> Written task
Below is a set of records; restate each one word for word.

> Record list
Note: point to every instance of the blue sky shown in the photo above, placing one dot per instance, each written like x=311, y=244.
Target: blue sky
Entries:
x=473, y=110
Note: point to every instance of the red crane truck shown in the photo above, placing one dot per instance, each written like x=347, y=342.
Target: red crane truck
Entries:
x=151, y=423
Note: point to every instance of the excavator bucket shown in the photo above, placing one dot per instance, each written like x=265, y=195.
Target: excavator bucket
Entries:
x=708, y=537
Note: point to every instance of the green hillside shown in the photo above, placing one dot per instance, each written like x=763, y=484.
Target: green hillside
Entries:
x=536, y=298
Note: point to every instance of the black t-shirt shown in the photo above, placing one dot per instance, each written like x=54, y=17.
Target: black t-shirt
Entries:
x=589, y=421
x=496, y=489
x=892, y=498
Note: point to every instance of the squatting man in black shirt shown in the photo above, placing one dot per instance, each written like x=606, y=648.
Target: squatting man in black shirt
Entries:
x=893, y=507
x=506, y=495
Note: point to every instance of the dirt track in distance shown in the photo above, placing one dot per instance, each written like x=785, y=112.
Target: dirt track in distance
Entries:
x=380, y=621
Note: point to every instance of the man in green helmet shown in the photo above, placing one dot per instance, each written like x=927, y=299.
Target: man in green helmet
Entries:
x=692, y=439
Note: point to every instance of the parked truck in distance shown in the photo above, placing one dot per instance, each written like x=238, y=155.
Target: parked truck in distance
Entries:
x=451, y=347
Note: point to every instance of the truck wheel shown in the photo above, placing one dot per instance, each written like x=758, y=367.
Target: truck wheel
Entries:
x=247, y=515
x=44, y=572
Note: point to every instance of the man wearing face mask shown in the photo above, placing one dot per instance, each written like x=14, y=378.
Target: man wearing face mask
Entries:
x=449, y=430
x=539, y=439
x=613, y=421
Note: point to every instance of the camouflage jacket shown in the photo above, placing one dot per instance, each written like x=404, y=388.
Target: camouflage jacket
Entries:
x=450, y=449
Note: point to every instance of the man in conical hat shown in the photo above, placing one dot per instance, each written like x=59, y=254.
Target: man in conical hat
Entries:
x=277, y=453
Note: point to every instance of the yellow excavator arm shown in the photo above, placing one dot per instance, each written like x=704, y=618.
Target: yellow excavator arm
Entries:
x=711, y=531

> Task answer
Note: point to every instance of the blue sky shown in the photo above, placing one dot per instance, each written like x=311, y=244.
Target: blue sky
Entries:
x=473, y=110
Note: point to every instance of the red crane truck shown in the photo above, placing one dot per instance, each written like x=347, y=342.
Target: red crane truck
Entries:
x=151, y=423
Note: point to every instance of the excavator bucket shown in the photo above, placing one dot per instance, each written like x=265, y=195.
Target: excavator bucket
Entries:
x=708, y=537
Note: point to every instance of the green hillside shown in the photo above, placing one dot per instance, each written like x=763, y=484.
Target: green hillside
Entries:
x=536, y=298
Note: point to every instance of the black t-shirt shown in the photo above, placing one dot per instance, each written like x=54, y=17.
Target: black t-shirt
Entries:
x=589, y=421
x=496, y=489
x=892, y=498
Note: point to every instance of the squatting man in black shirt shown in the photo above, placing one dot per instance, each written like x=606, y=648.
Target: squatting man in black shirt
Entries:
x=893, y=507
x=506, y=495
Note: point to every instance of the dirt track in distance shown in the photo above, placing one dot per instance, each written like x=785, y=112.
Target: dirt track in distance
Entries:
x=380, y=621
Note: point to every instance of the man in green helmet shown in the photo above, placing one dot per instance, each written like x=927, y=299.
Target: man in green helmet
Entries:
x=692, y=439
Note: point to every instance of the parked truck in distance shown in the photo above, placing one dot per instance, each written like x=238, y=155.
Target: parked truck in distance
Entries:
x=451, y=347
Note: point to every instance of the truck wheel shown in the photo above, placing one dot per instance, each written like x=758, y=367.
Target: truck wheel
Entries:
x=247, y=515
x=44, y=572
Note: point to every instance of the man wearing face mask shown in the photo above, placing one dot per instance, each written like x=14, y=378.
Target: man wearing face mask
Entries:
x=449, y=430
x=539, y=439
x=613, y=421
Note: point to every instance of the camouflage jacket shown in the photo above, placing one dot per instance, each written like x=404, y=388.
Target: camouflage jacket
Entries:
x=450, y=449
Note: point to every instance of the man in conical hat shown in the photo above, placing one dot per instance, each written like x=59, y=254.
Target: man in conical hat
Entries:
x=277, y=453
Note: point to every instance of the yellow excavator arm shown in the photo above, placing one dot per instance, each written like x=704, y=618.
Target: yellow excavator arm
Entries:
x=711, y=531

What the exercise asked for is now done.